■ **Written task**
Pick out every line in the entries below that contains the word "roof", and copy each of those lines.

## Begin Extracted records

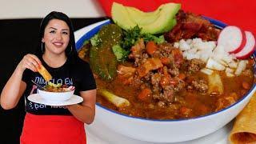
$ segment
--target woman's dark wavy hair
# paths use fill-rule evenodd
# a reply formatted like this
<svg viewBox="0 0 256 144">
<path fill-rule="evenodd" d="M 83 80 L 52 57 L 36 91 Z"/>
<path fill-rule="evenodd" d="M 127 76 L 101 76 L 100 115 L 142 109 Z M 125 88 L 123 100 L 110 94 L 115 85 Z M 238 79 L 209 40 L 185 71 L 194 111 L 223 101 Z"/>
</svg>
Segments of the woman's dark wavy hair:
<svg viewBox="0 0 256 144">
<path fill-rule="evenodd" d="M 38 37 L 38 44 L 36 48 L 35 55 L 39 58 L 42 58 L 44 50 L 45 50 L 45 44 L 42 42 L 42 38 L 44 35 L 44 31 L 48 25 L 49 22 L 52 19 L 59 19 L 64 21 L 70 28 L 70 42 L 65 50 L 66 55 L 68 58 L 72 60 L 75 60 L 78 58 L 78 52 L 75 47 L 74 42 L 74 28 L 72 25 L 72 22 L 70 18 L 62 12 L 52 11 L 49 14 L 47 14 L 41 22 L 40 30 L 39 30 L 39 37 Z"/>
</svg>

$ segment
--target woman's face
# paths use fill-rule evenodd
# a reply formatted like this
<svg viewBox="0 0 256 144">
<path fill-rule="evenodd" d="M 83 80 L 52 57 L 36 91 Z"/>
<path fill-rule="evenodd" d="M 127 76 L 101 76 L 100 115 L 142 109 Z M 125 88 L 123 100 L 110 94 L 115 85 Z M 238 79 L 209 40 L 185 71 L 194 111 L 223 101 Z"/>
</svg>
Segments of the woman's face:
<svg viewBox="0 0 256 144">
<path fill-rule="evenodd" d="M 45 42 L 46 52 L 54 54 L 65 54 L 70 42 L 70 28 L 62 20 L 52 19 L 46 26 L 42 42 Z"/>
</svg>

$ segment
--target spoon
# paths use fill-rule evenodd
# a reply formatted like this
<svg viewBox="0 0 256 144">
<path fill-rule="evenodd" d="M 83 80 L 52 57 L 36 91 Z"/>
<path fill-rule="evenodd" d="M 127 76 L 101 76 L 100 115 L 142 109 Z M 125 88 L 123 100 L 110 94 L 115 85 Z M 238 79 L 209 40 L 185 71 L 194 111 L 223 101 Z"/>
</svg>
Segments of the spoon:
<svg viewBox="0 0 256 144">
<path fill-rule="evenodd" d="M 43 90 L 46 90 L 43 86 L 42 86 L 42 85 L 35 82 L 34 81 L 31 80 L 31 82 L 32 82 L 34 84 L 37 85 L 39 88 L 42 88 L 42 89 L 43 89 Z"/>
</svg>

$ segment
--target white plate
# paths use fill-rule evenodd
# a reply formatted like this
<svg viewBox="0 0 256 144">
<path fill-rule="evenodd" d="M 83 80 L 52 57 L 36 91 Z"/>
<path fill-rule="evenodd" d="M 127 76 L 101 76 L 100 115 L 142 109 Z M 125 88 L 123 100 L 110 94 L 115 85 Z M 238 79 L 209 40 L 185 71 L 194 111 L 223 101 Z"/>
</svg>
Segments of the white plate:
<svg viewBox="0 0 256 144">
<path fill-rule="evenodd" d="M 93 28 L 99 26 L 108 20 L 102 21 L 88 26 L 85 26 L 74 33 L 75 42 L 85 34 L 92 30 Z M 97 111 L 96 111 L 97 113 Z M 208 134 L 205 137 L 194 139 L 192 141 L 187 141 L 178 143 L 170 144 L 228 144 L 228 134 L 231 130 L 233 126 L 233 121 L 229 122 L 227 125 L 223 126 L 222 129 L 215 131 L 213 134 Z M 149 142 L 142 142 L 130 138 L 129 137 L 118 134 L 110 128 L 106 127 L 101 122 L 97 121 L 95 118 L 94 122 L 89 126 L 86 126 L 87 143 L 88 144 L 157 144 Z M 182 136 L 181 136 L 182 137 Z M 159 144 L 159 143 L 158 143 Z M 166 144 L 166 143 L 160 143 Z"/>
<path fill-rule="evenodd" d="M 46 101 L 42 98 L 38 94 L 33 94 L 27 98 L 30 101 L 42 103 L 48 106 L 66 106 L 66 105 L 74 105 L 80 103 L 83 101 L 83 98 L 78 95 L 72 95 L 71 98 L 66 101 L 62 102 L 54 102 L 54 101 Z"/>
</svg>

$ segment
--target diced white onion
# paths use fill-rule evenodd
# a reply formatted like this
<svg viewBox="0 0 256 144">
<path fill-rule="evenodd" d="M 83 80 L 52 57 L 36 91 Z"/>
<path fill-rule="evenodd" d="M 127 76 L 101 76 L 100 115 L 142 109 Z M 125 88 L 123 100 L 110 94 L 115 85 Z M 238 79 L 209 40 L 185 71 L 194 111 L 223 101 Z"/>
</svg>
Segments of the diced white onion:
<svg viewBox="0 0 256 144">
<path fill-rule="evenodd" d="M 242 60 L 239 62 L 237 70 L 234 72 L 234 74 L 240 75 L 242 70 L 246 68 L 246 64 L 248 63 L 247 60 Z"/>
<path fill-rule="evenodd" d="M 203 74 L 207 74 L 207 75 L 210 75 L 214 72 L 214 70 L 207 69 L 207 68 L 202 68 L 200 70 L 200 71 L 202 72 Z"/>
</svg>

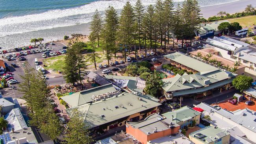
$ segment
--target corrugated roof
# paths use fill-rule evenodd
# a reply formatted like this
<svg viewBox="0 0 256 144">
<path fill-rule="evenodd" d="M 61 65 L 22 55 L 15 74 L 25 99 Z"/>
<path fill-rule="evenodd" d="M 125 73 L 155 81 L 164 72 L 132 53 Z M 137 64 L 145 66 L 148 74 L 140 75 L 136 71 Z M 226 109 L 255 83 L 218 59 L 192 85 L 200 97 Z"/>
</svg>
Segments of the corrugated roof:
<svg viewBox="0 0 256 144">
<path fill-rule="evenodd" d="M 93 79 L 94 81 L 101 85 L 103 85 L 111 83 L 102 76 L 93 72 L 91 72 L 87 75 L 89 78 Z"/>
<path fill-rule="evenodd" d="M 139 98 L 142 98 L 141 100 Z M 83 112 L 84 123 L 88 127 L 92 128 L 161 105 L 153 97 L 151 98 L 139 93 L 138 95 L 129 93 L 67 109 L 66 111 L 70 116 L 74 109 Z"/>
<path fill-rule="evenodd" d="M 210 72 L 219 70 L 214 66 L 179 52 L 176 52 L 163 56 L 199 72 Z"/>
<path fill-rule="evenodd" d="M 72 107 L 81 105 L 93 101 L 93 96 L 96 96 L 104 93 L 117 90 L 112 83 L 89 89 L 61 98 Z"/>
<path fill-rule="evenodd" d="M 206 42 L 210 45 L 227 50 L 234 51 L 237 48 L 236 46 L 209 38 L 207 39 L 206 41 Z"/>
<path fill-rule="evenodd" d="M 200 115 L 200 113 L 189 107 L 185 106 L 173 111 L 167 112 L 162 115 L 169 120 L 171 120 L 173 116 L 173 123 L 178 123 L 182 121 L 186 121 L 189 118 L 189 119 L 196 116 Z"/>
</svg>

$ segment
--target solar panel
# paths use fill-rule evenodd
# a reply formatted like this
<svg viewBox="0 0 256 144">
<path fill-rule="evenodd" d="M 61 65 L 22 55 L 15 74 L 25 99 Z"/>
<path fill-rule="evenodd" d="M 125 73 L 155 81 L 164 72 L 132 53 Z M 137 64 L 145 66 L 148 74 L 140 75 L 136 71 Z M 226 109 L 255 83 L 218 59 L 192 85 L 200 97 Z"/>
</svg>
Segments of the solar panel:
<svg viewBox="0 0 256 144">
<path fill-rule="evenodd" d="M 7 142 L 11 141 L 9 133 L 0 135 L 0 139 L 1 138 L 4 140 L 4 144 L 6 144 Z"/>
</svg>

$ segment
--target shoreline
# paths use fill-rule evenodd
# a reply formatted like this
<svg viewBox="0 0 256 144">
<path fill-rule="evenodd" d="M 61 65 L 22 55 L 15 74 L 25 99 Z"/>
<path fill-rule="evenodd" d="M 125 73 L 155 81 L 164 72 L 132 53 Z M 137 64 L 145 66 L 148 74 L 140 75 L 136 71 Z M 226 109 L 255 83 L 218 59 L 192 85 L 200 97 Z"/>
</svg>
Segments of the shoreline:
<svg viewBox="0 0 256 144">
<path fill-rule="evenodd" d="M 201 13 L 203 17 L 208 18 L 217 15 L 220 11 L 225 11 L 230 14 L 243 11 L 246 6 L 252 4 L 256 6 L 255 0 L 239 0 L 213 6 L 200 7 Z M 62 41 L 65 35 L 70 37 L 73 33 L 81 33 L 88 35 L 90 33 L 89 27 L 90 22 L 76 25 L 60 27 L 51 29 L 39 30 L 24 33 L 8 35 L 0 37 L 0 47 L 2 49 L 8 49 L 32 43 L 30 39 L 33 38 L 43 37 L 45 39 L 43 42 L 52 41 Z"/>
</svg>

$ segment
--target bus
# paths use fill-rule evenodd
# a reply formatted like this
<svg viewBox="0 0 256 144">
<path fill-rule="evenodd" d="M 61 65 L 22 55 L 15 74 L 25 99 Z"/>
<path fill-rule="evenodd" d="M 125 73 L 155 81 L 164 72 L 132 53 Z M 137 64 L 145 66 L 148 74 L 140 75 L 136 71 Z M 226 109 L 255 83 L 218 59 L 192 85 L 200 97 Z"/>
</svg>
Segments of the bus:
<svg viewBox="0 0 256 144">
<path fill-rule="evenodd" d="M 35 58 L 35 65 L 36 66 L 38 65 L 38 60 L 37 58 Z"/>
<path fill-rule="evenodd" d="M 244 28 L 239 31 L 236 31 L 236 35 L 241 35 L 247 34 L 247 31 L 248 29 L 247 28 Z"/>
<path fill-rule="evenodd" d="M 37 70 L 39 72 L 41 71 L 42 73 L 43 73 L 43 74 L 45 74 L 45 69 L 43 68 L 42 66 L 40 66 L 40 65 L 38 65 L 36 67 L 36 68 L 37 69 Z"/>
</svg>

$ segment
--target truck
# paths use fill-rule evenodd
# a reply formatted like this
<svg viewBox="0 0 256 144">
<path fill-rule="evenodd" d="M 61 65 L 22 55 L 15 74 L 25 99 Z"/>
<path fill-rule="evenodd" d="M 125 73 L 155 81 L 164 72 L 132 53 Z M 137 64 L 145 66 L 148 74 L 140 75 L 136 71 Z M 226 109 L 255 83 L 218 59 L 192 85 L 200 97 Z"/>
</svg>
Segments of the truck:
<svg viewBox="0 0 256 144">
<path fill-rule="evenodd" d="M 45 69 L 40 65 L 37 66 L 35 67 L 37 71 L 40 72 L 41 71 L 43 74 L 45 73 Z"/>
<path fill-rule="evenodd" d="M 38 60 L 37 58 L 35 58 L 35 65 L 38 65 Z"/>
</svg>

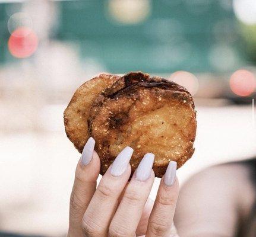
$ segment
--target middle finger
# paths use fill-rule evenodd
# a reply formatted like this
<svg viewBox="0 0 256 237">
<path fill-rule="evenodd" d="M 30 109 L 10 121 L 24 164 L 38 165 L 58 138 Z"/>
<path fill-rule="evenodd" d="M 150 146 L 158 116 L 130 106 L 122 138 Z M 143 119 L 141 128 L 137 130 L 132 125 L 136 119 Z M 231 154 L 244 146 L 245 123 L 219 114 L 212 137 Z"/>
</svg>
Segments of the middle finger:
<svg viewBox="0 0 256 237">
<path fill-rule="evenodd" d="M 106 236 L 118 198 L 131 174 L 133 149 L 127 146 L 118 155 L 100 180 L 83 218 L 86 236 Z"/>
<path fill-rule="evenodd" d="M 134 236 L 154 182 L 154 155 L 147 153 L 128 185 L 109 226 L 110 236 Z"/>
</svg>

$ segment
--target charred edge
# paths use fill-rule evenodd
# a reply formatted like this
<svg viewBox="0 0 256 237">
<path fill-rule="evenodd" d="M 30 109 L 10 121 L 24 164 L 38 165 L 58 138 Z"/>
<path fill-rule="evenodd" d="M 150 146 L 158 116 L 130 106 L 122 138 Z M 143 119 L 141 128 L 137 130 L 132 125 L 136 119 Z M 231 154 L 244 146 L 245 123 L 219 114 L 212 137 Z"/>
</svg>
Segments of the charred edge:
<svg viewBox="0 0 256 237">
<path fill-rule="evenodd" d="M 150 79 L 150 76 L 148 74 L 143 73 L 141 72 L 131 72 L 125 75 L 124 78 L 125 87 L 127 87 L 134 83 L 143 81 L 144 80 L 148 80 Z"/>
</svg>

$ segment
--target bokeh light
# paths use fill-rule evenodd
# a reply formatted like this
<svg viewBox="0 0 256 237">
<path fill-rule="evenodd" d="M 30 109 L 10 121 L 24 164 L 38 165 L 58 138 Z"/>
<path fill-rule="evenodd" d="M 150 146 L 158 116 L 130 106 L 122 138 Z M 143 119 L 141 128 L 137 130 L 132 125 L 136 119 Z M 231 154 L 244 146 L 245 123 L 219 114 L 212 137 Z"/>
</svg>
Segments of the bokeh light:
<svg viewBox="0 0 256 237">
<path fill-rule="evenodd" d="M 192 95 L 195 95 L 198 89 L 198 80 L 194 74 L 190 72 L 178 71 L 172 73 L 169 79 L 184 87 Z"/>
<path fill-rule="evenodd" d="M 20 27 L 11 34 L 8 46 L 10 53 L 14 57 L 27 57 L 36 50 L 38 38 L 31 28 Z"/>
<path fill-rule="evenodd" d="M 242 23 L 256 24 L 255 0 L 233 0 L 233 8 L 236 17 Z"/>
<path fill-rule="evenodd" d="M 252 72 L 241 69 L 231 75 L 229 84 L 233 92 L 238 95 L 245 97 L 254 92 L 256 87 L 256 80 Z"/>
<path fill-rule="evenodd" d="M 150 0 L 109 0 L 110 16 L 122 24 L 134 24 L 144 21 L 151 10 Z"/>
<path fill-rule="evenodd" d="M 32 28 L 32 19 L 24 12 L 16 12 L 9 18 L 7 27 L 10 33 L 14 34 L 14 31 L 18 28 Z"/>
</svg>

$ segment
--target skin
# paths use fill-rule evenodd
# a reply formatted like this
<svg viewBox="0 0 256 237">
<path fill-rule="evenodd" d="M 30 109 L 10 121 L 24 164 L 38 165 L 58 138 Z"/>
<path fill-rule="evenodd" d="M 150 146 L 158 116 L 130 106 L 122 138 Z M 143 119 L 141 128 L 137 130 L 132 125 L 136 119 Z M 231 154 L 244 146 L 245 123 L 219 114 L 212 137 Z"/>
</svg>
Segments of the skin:
<svg viewBox="0 0 256 237">
<path fill-rule="evenodd" d="M 163 178 L 156 199 L 147 200 L 154 179 L 153 170 L 144 181 L 135 178 L 128 182 L 129 164 L 118 177 L 110 169 L 96 188 L 100 159 L 95 151 L 87 165 L 79 161 L 70 198 L 68 237 L 146 236 L 177 237 L 172 223 L 178 196 L 176 178 L 167 186 Z"/>
</svg>

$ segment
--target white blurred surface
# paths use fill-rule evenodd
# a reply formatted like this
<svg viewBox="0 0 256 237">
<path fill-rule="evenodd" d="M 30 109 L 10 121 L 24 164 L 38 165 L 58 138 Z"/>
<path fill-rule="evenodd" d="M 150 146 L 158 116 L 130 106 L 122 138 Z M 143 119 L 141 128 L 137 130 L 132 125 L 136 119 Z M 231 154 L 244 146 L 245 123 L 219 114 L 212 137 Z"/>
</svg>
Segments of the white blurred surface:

## End Extracted records

■ **Written answer**
--target corrugated roof
Segments of the corrugated roof:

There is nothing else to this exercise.